**Set task**
Turn the lines below into a numbered list, skipping any blank lines. Leave the pictures out of your answer.

[Box annotations for photos]
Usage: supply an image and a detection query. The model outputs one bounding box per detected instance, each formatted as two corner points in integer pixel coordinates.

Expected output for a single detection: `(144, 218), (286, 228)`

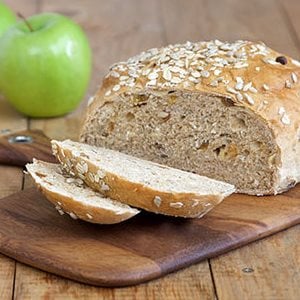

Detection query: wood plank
(0, 180), (300, 287)
(162, 0), (300, 299)
(211, 225), (300, 300)
(0, 254), (15, 300)
(161, 0), (299, 57)
(280, 0), (300, 59)
(15, 263), (214, 300)
(0, 0), (42, 300)
(15, 0), (214, 299)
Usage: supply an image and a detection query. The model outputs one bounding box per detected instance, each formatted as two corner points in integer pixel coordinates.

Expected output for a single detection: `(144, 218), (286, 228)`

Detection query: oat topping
(153, 196), (161, 207)
(278, 106), (291, 125)
(88, 96), (95, 106)
(275, 56), (287, 65)
(291, 72), (298, 83)
(170, 202), (183, 208)
(285, 80), (292, 89)
(68, 212), (78, 220)
(105, 40), (300, 109)
(86, 213), (93, 220)
(244, 93), (254, 105)
(263, 84), (270, 91)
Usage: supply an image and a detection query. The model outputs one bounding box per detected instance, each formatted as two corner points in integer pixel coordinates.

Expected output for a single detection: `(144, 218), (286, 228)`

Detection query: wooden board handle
(0, 130), (57, 167)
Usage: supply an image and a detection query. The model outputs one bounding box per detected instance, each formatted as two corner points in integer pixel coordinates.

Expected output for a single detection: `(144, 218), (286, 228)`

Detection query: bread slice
(52, 140), (235, 217)
(80, 40), (300, 195)
(26, 160), (140, 224)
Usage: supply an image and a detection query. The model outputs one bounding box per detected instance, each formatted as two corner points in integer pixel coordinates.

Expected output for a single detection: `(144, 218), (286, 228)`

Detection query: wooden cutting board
(0, 132), (300, 286)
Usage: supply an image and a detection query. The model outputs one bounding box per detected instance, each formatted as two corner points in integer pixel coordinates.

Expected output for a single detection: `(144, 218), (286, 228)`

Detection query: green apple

**Full answer**
1. Usage: supply an image and a detection query. The model outputs one bounding box per detected instance, each formatted as two corner points in integer pixel coordinates.
2. Expected output for a single detection: `(144, 218), (286, 228)`
3. Detection query: wood plank
4. (0, 180), (300, 287)
5. (162, 0), (300, 299)
6. (211, 225), (300, 300)
7. (0, 254), (15, 300)
8. (161, 0), (299, 57)
9. (280, 0), (300, 59)
10. (15, 263), (214, 300)
11. (0, 0), (42, 300)
12. (15, 0), (214, 299)
13. Usage: supply an image and a detection query. The model outputs one bounding box per detected instance, each formatted as two corner points in integer pixel coordinates.
14. Expected output for a single detection: `(144, 218), (286, 228)`
15. Detection query: oat topping
16. (153, 196), (161, 207)
17. (278, 106), (291, 125)
18. (88, 96), (95, 106)
19. (275, 56), (287, 65)
20. (291, 72), (298, 83)
21. (170, 202), (183, 208)
22. (285, 80), (292, 89)
23. (68, 212), (78, 220)
24. (105, 40), (300, 109)
25. (86, 213), (93, 220)
26. (244, 93), (254, 105)
27. (263, 84), (270, 91)
28. Usage: supply an image and a detection query. The model outputs one bounding box per detected instance, each formatted as two corner points in integer pixel coordinates.
29. Expected output for a single detection: `(144, 218), (286, 228)`
30. Detection query: wooden board handle
31. (0, 130), (57, 167)
32. Usage: supply an image and a detection query. The model outputs one bounding box per detected instance, each formatted as two corner points in integer pixel coordinates.
33. Expected output for a single detection: `(144, 218), (286, 228)`
34. Detection query: bread slice
35. (52, 140), (235, 217)
36. (80, 40), (300, 195)
37. (26, 160), (140, 224)
38. Usage: supply an image and a detection query. The model outputs one bounding box per detected instance, each formatted as two corner points in integer pixel coordinates.
39. Expected output for a single detection: `(144, 218), (286, 228)`
40. Detection query: wooden cutting board
41. (0, 132), (300, 286)
42. Usage: supply an image and a detection query. The model outputs one bounding box per detected instance, each formatted as two corner points in integer pixel coordinates.
43. Expected output for a single detection: `(144, 218), (286, 228)`
44. Detection query: green apple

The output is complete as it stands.